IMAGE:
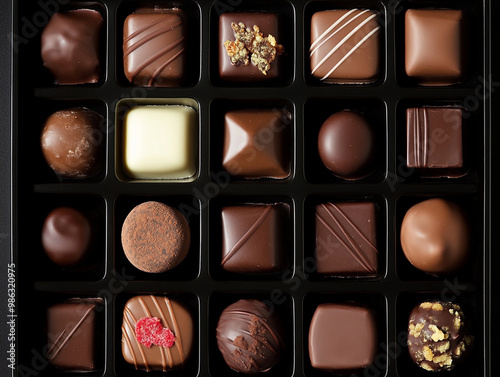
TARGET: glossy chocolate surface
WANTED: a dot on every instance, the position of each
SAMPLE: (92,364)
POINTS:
(154,47)
(70,46)
(345,46)
(174,316)
(72,335)
(253,238)
(435,236)
(155,237)
(249,336)
(256,143)
(342,337)
(438,336)
(346,239)
(346,145)
(72,143)
(436,45)
(268,23)
(66,236)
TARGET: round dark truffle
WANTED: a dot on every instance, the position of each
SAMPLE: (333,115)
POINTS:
(155,237)
(249,336)
(72,143)
(435,236)
(346,145)
(66,236)
(438,337)
(70,46)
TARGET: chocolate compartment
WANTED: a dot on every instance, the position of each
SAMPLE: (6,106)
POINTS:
(198,281)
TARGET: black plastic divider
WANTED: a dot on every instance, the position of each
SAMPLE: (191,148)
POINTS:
(393,188)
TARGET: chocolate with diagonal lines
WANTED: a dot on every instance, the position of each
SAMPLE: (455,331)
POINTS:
(154,47)
(346,242)
(173,316)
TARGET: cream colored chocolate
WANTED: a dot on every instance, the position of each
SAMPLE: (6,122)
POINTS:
(159,142)
(435,236)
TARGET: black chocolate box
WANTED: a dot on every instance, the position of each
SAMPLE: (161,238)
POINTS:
(30,189)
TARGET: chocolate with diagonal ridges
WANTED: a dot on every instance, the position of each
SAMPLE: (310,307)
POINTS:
(345,46)
(249,336)
(173,316)
(154,47)
(253,238)
(71,333)
(346,242)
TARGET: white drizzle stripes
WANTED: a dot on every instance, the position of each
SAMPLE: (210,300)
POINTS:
(346,56)
(338,45)
(314,49)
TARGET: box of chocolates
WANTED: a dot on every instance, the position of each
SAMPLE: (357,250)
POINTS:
(246,187)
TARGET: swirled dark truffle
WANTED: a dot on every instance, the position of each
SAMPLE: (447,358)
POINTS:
(70,46)
(438,335)
(66,236)
(249,336)
(155,237)
(72,143)
(435,236)
(346,145)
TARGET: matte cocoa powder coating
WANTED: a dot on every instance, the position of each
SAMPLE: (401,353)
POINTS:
(346,145)
(174,316)
(155,237)
(249,336)
(66,236)
(70,46)
(435,236)
(72,143)
(438,335)
(342,337)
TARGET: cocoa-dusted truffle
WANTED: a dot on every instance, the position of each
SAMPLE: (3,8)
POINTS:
(435,236)
(438,336)
(249,336)
(66,236)
(72,143)
(155,237)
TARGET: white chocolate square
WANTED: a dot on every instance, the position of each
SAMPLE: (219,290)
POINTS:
(159,142)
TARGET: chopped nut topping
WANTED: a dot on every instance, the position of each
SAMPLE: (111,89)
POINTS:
(263,49)
(428,353)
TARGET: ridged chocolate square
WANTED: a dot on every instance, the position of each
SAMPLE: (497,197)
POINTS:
(345,46)
(154,47)
(71,329)
(434,137)
(346,243)
(253,238)
(256,143)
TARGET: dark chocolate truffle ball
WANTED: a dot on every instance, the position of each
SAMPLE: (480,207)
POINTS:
(70,46)
(346,145)
(72,143)
(249,336)
(66,236)
(155,237)
(435,236)
(438,335)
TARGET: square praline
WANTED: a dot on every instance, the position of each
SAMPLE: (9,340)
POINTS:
(253,238)
(268,24)
(346,243)
(342,337)
(435,47)
(345,46)
(256,143)
(71,329)
(434,138)
(159,142)
(154,47)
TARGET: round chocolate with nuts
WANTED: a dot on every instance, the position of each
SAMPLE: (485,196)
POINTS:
(155,237)
(438,337)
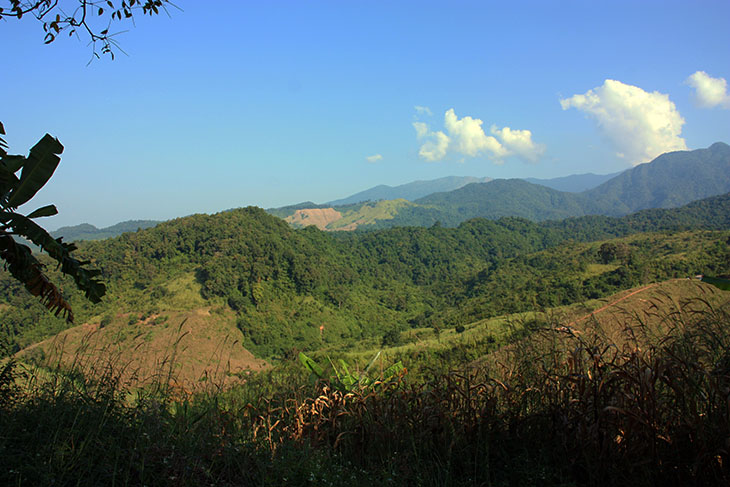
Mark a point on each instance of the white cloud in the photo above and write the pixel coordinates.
(709, 92)
(519, 142)
(436, 144)
(374, 158)
(639, 124)
(469, 138)
(423, 110)
(466, 137)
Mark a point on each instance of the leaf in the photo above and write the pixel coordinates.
(23, 266)
(311, 365)
(3, 144)
(59, 251)
(38, 169)
(48, 210)
(393, 370)
(372, 362)
(13, 163)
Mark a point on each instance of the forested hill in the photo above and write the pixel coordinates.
(284, 284)
(671, 180)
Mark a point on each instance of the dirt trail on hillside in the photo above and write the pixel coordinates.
(319, 217)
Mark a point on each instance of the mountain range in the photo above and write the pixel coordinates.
(672, 179)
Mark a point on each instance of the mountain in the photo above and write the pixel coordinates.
(410, 191)
(273, 289)
(86, 231)
(672, 179)
(574, 183)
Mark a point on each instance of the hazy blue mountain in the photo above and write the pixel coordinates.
(503, 197)
(575, 183)
(86, 231)
(672, 179)
(409, 191)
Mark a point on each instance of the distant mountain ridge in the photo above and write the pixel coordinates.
(671, 180)
(575, 183)
(86, 231)
(409, 191)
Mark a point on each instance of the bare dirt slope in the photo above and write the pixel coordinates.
(187, 349)
(319, 217)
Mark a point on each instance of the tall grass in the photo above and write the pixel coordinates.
(644, 404)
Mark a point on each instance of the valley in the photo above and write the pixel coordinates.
(244, 323)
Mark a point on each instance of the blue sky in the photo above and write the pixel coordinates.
(227, 104)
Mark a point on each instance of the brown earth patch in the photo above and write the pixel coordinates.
(319, 217)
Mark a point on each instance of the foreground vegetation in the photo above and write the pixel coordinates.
(288, 290)
(642, 401)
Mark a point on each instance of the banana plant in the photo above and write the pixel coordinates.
(718, 282)
(347, 381)
(35, 171)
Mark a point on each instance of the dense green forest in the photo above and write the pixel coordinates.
(669, 181)
(284, 284)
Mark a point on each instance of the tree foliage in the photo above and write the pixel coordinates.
(92, 19)
(35, 170)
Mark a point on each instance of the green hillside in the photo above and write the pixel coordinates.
(307, 289)
(671, 180)
(86, 231)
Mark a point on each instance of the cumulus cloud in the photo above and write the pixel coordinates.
(709, 92)
(374, 158)
(469, 138)
(519, 142)
(435, 144)
(423, 110)
(639, 124)
(465, 136)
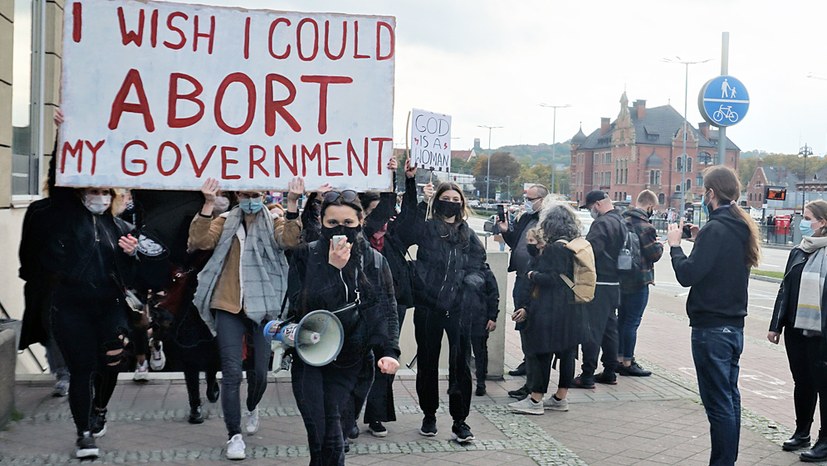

----

» Directions: Set the listing down exactly, without its pictures.

» Result of this exercise:
IMAGE:
TARGET: glossy chocolate surface
WANTED: a dot on every instance, the position of each
SAMPLE: (92,364)
POINTS:
(154,47)
(70,46)
(345,46)
(174,316)
(72,335)
(253,238)
(435,236)
(155,237)
(249,336)
(256,143)
(342,337)
(438,336)
(346,239)
(346,145)
(72,143)
(436,45)
(268,23)
(66,236)
TARGET: round dark truffle
WANTED: a dot on every instance, the position of each
SAMPLE: (333,115)
POINTS:
(155,237)
(249,336)
(72,143)
(435,236)
(346,145)
(66,236)
(438,337)
(70,46)
TARGET: chocolate compartment
WANTED: a dot on every instance, the position of each
SAMPLE: (6,106)
POINTS:
(198,281)
TARGET: black plastic divider
WANTED: a dot on every instance, the position of each
SAMPLE: (191,148)
POINTS:
(393,188)
TARGET: chocolate with diagonal lines
WANTED: a dot on every instance, the position of each
SAMPLE: (455,331)
POINTS:
(154,47)
(346,242)
(173,316)
TARGET: cream colored chocolate
WANTED: a dot on every instance, the position of each
SAMPLE: (6,122)
POINTS:
(159,142)
(435,236)
TARGET: black chocolate box
WANTED: a dot on every instance, the position of each
SAMPLE: (161,238)
POINTS:
(30,189)
TARGET: chocolate with diagonal ridges
WANTED: a dot on every instance, the position of each
SAMPLE: (310,307)
POINTS:
(345,46)
(249,336)
(173,316)
(154,47)
(253,238)
(71,333)
(346,242)
TARGET: white drizzle stripes
WANTED: a dot on every instance, the position of each
SAMPLE: (210,300)
POINTS:
(346,56)
(338,45)
(314,49)
TARGET: box of chocolates
WANTED: a dot on every instance, the position of each
SAMPLE: (357,250)
POINTS:
(246,187)
TARGET: swirled dark truffle
WANTED: a dot on every instance, the position of each
SAMPLE: (447,358)
POINTS:
(70,46)
(438,335)
(66,236)
(249,336)
(155,237)
(72,143)
(435,236)
(346,145)
TARGET: matte cocoa powder coating
WANTED: a dot on every instance, the position of each
SAMPLE: (401,353)
POINTS:
(346,145)
(174,316)
(155,237)
(249,336)
(66,236)
(70,46)
(435,236)
(72,143)
(438,335)
(342,337)
TARGET: cocoa-dusted truffle
WANTED: a dot on every instance, the position of each
SAMPLE: (3,8)
POINTS:
(435,236)
(438,336)
(249,336)
(66,236)
(72,143)
(155,237)
TARGET: white chocolate square
WANTED: a dot on every instance, the position of each
SAMPLE: (219,290)
POINTS:
(159,142)
TARGET: chopped nut topping
WANTED: a dot on every instance, the position of each
SAMPLE: (111,89)
POINTS:
(263,49)
(428,353)
TARGET: ridged chocolate square
WANTED: a dot on every instance, the position of each
SAMPLE: (497,197)
POINTS:
(345,46)
(154,47)
(71,329)
(434,137)
(346,243)
(253,238)
(256,143)
TARGET: dark chocolate truffle ball
WANTED: a dot on every instance, the position of each
SAMPLE: (480,207)
POINTS:
(70,46)
(346,145)
(72,143)
(249,336)
(66,236)
(155,237)
(435,236)
(438,335)
TARGET: square praline
WANTED: a dot on every instance, the position of each
SAMPLE: (9,340)
POINTS:
(253,238)
(268,24)
(346,243)
(342,337)
(435,47)
(345,46)
(256,143)
(71,329)
(434,138)
(159,142)
(154,47)
TARGET: round chocolate with nuts
WANTED: a dot on every instance, the position of each
SAMPLE: (485,196)
POINTS:
(155,237)
(438,337)
Mark a point on each instance of the white cloud in the photo above and write the pixel coordinates.
(709, 92)
(519, 142)
(436, 144)
(374, 158)
(639, 124)
(469, 138)
(423, 110)
(466, 137)
Mark a point on each instance of the leaf in the photo above and write the pixel coordinates.
(23, 266)
(311, 365)
(3, 144)
(59, 251)
(38, 169)
(48, 210)
(393, 370)
(372, 362)
(13, 163)
Mark a point on each instance of the forested hill in the photo above and write the pixel coordinates.
(284, 284)
(671, 180)
Mark a point on each instance of the dirt trail on hillside in the photo above and write the pixel coordinates.
(319, 217)
Mark a point on each instance of the mountain range in the photo above and write the pixel coordinates.
(672, 179)
Mark a point on each instance of the mountain in the photo above and write the pixel coordinates.
(410, 191)
(273, 289)
(86, 231)
(672, 179)
(574, 183)
Mark a point on each instance of the hazy blue mountain in the photo above and write the pixel coordinates.
(503, 197)
(575, 183)
(86, 231)
(672, 179)
(409, 191)
Mark a point on each instance of the distant mountain ridge in the photo above and write the pixel coordinates.
(671, 180)
(575, 183)
(86, 231)
(409, 191)
Mark a point on each instance of the bare dirt slope in the photo above and write the pixel coordinates.
(187, 349)
(319, 217)
Mark a point on each instance of the tall grass in the photo above and write the pixel coordinates.
(644, 404)
Mark a point on each instance of the valley in the photo above and write the pixel coordinates.
(244, 323)
Mark a point on each instance of the blue sky in the photo above and write the pixel coordinates.
(227, 104)
Mark a point on each instance of the brown earth patch in the photo above and write the pixel coordinates.
(319, 217)
Mark a point on each instance of the foreground vegetation in the photo above and write the pixel coordinates.
(288, 290)
(642, 401)
Mark a point on each instance of the banana plant in the photo above and write the pixel coordinates.
(718, 282)
(347, 381)
(35, 171)
Mark a point on each instance of the dense green forest in the photo above and write the pixel coordinates.
(669, 181)
(284, 284)
Mark a point on each instance of the tree foliage in the photo above and write the pixel coordinates.
(92, 19)
(35, 170)
Mark a point on each instance of the green hillside in the photo above and write the pixel coordinates.
(307, 289)
(671, 180)
(86, 231)
Mark a point on each instance of the cumulus cloud in the photo above and write the pixel coordinates.
(709, 92)
(374, 158)
(469, 138)
(519, 142)
(435, 144)
(423, 110)
(639, 124)
(465, 136)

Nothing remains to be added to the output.